§ **WRITTEN TASK**: Rewrite the material from the line with "Objective — for every instance of the woman with" through the end of the material, putting "overhead lamp" in place of "ceiling light fixture" and keeping everything else the same.

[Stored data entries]
--

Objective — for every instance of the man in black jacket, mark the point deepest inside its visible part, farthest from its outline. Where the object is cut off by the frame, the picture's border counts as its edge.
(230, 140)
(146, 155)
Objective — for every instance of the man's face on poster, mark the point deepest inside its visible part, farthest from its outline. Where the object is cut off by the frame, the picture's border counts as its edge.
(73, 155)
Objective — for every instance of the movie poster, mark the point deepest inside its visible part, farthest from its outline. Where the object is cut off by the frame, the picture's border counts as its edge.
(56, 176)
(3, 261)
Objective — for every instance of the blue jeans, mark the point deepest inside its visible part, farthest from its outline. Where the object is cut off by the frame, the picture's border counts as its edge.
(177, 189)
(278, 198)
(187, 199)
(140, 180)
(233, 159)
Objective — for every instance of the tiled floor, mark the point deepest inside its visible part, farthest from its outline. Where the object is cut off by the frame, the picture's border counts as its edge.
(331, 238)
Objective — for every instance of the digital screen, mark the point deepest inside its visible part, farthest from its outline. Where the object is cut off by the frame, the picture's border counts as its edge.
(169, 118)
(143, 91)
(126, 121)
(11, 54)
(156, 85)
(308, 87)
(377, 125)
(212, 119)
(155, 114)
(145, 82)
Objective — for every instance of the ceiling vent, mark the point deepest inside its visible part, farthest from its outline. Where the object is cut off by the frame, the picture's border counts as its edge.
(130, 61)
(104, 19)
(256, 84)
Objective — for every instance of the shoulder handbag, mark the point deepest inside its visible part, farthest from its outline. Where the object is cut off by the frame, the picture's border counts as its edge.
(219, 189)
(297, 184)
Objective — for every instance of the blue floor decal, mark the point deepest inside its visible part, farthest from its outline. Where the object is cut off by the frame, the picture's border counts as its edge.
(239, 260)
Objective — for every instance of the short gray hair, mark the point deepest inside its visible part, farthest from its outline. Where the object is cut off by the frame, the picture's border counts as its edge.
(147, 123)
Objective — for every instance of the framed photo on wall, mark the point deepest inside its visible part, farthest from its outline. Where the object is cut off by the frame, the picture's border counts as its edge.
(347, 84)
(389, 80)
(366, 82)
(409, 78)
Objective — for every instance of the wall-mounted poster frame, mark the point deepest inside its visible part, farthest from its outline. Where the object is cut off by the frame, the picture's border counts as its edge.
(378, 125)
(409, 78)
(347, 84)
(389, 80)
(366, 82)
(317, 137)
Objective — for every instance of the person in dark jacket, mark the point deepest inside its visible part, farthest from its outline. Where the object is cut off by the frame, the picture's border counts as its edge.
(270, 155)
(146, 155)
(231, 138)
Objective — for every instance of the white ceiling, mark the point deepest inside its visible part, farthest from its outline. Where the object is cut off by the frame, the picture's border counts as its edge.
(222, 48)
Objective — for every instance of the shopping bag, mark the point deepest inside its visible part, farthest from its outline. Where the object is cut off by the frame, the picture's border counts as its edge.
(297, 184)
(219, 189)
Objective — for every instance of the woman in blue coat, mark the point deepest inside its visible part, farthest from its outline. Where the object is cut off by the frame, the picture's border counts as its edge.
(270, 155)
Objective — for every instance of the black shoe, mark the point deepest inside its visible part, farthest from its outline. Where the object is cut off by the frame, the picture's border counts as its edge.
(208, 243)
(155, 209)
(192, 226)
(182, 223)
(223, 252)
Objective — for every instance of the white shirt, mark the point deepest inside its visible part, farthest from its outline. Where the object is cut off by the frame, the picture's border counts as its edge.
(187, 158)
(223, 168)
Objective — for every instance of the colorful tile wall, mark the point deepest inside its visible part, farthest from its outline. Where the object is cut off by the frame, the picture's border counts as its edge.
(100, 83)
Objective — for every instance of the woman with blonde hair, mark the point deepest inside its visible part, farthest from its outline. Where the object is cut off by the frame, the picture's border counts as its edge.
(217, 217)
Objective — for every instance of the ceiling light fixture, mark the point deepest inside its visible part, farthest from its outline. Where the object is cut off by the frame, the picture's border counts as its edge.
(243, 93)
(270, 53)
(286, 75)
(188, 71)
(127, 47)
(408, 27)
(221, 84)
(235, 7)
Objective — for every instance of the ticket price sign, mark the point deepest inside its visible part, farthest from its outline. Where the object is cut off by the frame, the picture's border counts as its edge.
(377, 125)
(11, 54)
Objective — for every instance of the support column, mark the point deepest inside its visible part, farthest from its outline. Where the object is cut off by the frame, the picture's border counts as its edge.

--

§ **RESULT OF THIS EXERCISE**:
Objective — for every instance of the woman with blonde hair, mark the point deepest inside its visible part, farthest from its outline. Where the object is cut off by the frame, the picture's border counts as its edge.
(217, 217)
Objective — for every instance of the overhead lamp, mark the point deepest inside its visible part, farthest from its outline. Where the object is cut off by the frame, the picture's border counts as its edge.
(243, 93)
(270, 53)
(286, 75)
(188, 71)
(127, 47)
(408, 27)
(221, 84)
(235, 7)
Objective — for every instance of the ticket price sign, mark the point deepest inside its visible part, farthest from its outline. Where the object is cut off by the frame, the picture's border counts as its edge.
(377, 125)
(11, 54)
Objective — for every instance of the support column, mark the point deepest inside its visible part, farthest from its outline. Where the object is cut off by the frame, the picture's border counts as its edge.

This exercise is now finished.